Data excerpts
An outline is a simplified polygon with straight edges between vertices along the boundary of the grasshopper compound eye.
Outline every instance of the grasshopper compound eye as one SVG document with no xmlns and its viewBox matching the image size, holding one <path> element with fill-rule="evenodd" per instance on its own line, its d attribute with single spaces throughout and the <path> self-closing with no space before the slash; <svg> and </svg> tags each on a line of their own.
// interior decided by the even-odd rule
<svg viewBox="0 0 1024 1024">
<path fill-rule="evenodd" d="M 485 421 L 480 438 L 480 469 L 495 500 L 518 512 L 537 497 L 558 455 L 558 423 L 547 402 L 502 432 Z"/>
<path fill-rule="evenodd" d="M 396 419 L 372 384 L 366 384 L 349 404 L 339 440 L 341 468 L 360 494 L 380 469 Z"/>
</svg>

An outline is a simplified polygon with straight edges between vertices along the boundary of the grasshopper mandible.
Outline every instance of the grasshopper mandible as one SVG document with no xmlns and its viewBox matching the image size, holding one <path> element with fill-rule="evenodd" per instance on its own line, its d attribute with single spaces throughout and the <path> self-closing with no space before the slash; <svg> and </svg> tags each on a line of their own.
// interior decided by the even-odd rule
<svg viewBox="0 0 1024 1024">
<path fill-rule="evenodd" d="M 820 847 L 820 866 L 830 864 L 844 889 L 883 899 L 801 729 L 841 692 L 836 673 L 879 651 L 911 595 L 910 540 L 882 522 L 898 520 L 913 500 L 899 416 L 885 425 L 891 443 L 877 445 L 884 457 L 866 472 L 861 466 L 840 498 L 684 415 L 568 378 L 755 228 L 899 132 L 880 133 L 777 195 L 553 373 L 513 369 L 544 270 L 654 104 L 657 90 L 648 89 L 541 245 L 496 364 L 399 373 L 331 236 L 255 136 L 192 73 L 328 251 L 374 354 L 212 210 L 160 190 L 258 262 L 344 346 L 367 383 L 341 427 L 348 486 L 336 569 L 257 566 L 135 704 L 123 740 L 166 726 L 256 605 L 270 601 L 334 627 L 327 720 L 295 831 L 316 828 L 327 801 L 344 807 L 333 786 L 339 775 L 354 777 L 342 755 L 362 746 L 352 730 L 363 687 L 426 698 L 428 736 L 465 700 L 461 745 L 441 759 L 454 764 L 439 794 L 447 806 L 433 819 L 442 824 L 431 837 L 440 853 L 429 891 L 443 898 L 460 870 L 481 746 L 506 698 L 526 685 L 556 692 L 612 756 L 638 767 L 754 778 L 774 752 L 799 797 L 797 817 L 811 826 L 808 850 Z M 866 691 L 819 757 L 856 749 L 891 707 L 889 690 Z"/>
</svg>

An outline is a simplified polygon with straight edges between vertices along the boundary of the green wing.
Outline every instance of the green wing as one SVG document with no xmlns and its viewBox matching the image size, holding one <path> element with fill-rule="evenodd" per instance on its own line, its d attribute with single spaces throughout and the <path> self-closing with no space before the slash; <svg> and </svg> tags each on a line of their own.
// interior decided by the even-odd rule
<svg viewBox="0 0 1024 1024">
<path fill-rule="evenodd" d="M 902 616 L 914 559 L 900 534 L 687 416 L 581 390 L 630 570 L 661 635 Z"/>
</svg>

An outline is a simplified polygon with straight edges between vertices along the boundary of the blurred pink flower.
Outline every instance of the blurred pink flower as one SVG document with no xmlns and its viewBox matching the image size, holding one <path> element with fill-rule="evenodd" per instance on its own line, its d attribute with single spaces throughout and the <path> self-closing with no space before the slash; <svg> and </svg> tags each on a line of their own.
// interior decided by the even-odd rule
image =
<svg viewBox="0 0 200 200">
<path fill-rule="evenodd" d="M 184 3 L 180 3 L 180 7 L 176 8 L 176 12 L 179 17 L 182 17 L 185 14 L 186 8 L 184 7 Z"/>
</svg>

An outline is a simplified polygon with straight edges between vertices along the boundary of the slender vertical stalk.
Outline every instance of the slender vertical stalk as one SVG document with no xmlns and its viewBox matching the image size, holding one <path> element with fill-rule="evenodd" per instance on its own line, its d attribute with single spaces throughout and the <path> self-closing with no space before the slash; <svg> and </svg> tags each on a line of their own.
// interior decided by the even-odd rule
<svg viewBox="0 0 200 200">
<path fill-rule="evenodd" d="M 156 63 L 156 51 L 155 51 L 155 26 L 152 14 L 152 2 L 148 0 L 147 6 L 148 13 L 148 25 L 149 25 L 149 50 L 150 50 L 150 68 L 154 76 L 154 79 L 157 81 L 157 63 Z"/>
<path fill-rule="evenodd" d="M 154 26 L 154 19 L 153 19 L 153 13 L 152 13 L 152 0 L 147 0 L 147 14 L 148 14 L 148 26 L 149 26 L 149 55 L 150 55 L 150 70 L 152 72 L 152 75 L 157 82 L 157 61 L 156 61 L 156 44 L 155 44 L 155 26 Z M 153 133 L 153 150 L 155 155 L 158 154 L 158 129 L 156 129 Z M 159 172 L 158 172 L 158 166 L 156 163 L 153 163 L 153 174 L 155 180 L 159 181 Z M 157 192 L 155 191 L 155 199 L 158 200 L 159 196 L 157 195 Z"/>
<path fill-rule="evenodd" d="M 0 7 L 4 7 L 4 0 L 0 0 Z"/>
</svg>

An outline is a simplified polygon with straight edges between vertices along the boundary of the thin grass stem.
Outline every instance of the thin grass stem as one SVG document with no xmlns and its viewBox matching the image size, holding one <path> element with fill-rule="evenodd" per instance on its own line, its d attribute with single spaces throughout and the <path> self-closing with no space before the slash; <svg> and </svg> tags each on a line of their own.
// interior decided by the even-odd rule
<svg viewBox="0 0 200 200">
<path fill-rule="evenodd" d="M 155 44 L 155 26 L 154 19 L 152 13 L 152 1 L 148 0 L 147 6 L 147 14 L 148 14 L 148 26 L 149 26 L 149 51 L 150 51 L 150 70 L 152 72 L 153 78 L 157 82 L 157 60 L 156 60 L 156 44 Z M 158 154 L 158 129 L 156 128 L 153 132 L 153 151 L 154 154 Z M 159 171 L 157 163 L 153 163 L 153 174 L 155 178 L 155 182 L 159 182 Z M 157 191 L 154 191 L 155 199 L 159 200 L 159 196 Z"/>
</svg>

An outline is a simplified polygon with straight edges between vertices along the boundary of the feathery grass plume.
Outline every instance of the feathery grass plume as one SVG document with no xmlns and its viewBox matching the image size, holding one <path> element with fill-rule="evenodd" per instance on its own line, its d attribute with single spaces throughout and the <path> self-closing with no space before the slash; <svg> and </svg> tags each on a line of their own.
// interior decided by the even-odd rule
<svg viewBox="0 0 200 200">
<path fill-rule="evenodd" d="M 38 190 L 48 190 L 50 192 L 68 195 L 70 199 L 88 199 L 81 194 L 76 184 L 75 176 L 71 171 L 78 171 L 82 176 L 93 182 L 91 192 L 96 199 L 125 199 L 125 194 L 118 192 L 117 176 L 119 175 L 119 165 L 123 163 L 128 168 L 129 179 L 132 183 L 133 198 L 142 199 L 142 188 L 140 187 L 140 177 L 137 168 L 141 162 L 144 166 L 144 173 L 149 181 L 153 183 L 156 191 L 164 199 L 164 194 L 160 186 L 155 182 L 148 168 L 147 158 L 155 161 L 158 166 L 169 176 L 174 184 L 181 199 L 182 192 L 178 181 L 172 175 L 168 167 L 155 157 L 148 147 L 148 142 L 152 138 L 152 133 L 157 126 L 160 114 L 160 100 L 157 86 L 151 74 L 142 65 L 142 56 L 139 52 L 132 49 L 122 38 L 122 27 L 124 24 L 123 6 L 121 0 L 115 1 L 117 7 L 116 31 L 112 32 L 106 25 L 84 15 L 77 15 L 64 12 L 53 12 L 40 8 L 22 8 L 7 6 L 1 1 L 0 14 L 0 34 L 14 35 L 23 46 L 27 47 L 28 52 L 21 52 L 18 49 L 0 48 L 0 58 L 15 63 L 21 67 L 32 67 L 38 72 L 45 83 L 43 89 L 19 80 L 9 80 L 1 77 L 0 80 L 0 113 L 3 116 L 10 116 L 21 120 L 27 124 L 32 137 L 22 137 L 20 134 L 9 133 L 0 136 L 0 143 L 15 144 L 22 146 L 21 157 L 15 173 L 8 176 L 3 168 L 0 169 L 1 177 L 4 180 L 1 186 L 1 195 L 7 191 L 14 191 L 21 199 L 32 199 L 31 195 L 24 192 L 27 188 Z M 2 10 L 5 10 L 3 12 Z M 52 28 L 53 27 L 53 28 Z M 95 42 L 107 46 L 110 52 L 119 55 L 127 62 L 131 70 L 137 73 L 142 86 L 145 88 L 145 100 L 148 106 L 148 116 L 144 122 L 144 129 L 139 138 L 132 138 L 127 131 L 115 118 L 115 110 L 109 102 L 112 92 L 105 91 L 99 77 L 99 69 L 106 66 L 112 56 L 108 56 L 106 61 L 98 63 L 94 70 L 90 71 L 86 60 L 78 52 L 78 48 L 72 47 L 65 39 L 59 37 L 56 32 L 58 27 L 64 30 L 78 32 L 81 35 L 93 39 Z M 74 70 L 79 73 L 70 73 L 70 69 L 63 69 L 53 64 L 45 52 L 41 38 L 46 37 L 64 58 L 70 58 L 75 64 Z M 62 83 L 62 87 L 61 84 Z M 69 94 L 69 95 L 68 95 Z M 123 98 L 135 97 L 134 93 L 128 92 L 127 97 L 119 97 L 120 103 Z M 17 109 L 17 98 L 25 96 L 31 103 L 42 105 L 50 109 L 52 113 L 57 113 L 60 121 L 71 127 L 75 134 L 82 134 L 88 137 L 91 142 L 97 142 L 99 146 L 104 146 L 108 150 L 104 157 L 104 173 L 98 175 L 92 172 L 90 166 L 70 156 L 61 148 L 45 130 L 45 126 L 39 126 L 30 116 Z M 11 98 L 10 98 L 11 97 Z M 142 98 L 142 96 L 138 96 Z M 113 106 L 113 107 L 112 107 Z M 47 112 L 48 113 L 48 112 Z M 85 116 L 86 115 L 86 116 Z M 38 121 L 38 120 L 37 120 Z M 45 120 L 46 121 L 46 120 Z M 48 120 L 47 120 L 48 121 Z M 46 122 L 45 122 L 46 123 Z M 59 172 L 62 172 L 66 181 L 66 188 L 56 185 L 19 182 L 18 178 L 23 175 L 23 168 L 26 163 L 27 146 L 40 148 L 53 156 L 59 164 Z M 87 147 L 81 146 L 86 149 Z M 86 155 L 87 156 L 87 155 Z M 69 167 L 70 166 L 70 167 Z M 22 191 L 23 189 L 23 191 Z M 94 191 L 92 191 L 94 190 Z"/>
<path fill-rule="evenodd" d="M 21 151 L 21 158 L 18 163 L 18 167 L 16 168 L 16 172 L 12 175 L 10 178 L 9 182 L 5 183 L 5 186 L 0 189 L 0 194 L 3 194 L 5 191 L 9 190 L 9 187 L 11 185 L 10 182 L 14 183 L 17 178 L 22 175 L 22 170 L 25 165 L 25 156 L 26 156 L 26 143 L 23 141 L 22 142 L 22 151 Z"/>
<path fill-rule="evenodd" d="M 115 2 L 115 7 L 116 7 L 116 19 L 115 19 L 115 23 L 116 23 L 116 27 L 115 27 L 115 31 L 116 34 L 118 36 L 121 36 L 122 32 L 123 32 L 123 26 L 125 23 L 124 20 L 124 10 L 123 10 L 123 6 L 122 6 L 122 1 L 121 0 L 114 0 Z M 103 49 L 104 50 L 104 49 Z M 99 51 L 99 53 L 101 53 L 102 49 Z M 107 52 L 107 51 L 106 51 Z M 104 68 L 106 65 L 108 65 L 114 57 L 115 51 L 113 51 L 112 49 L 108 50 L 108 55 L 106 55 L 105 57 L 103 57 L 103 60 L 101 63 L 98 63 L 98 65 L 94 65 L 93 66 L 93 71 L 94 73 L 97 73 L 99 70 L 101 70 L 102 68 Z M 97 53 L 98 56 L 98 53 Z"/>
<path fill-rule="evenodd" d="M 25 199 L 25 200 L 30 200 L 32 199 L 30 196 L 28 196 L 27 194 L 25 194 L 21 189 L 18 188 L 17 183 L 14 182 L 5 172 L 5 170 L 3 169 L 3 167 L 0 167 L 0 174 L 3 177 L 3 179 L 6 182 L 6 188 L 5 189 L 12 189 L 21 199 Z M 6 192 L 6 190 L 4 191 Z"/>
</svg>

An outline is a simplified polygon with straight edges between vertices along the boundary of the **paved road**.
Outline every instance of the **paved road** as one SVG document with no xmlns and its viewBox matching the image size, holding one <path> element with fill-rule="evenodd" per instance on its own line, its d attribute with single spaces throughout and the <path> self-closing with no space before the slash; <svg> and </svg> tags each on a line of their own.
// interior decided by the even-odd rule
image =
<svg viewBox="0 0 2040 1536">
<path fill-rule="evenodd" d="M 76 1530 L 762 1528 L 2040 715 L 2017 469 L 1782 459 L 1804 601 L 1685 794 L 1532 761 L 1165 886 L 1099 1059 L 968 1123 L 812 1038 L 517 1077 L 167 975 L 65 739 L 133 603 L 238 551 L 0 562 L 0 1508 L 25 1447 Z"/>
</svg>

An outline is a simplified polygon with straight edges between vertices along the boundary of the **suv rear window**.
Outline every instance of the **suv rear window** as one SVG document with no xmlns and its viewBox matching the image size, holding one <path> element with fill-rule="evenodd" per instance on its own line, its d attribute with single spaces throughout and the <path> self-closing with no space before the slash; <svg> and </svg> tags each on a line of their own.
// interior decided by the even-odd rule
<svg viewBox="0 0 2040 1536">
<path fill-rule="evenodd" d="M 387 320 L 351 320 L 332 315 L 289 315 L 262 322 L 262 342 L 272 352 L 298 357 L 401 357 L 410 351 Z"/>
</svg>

• _What the exercise asks_
Of the entries above, repeat exactly the lines between the line with "the grasshopper mandible." and the line with "Outline every instance of the grasshopper mandible", inclusive, and no others.

• _Solution to this problem_
An outline is a simplified polygon with straight edges between vertices along the boundary of the grasshopper mandible.
Outline every instance of the grasshopper mandible as one SVG document with no xmlns and its viewBox matching the image size, holding one <path> element with fill-rule="evenodd" per instance on its own line, its d attribute with single spaces throughout and the <path> self-closing with no space before the slash; <svg> and </svg> tags each on a line of their own.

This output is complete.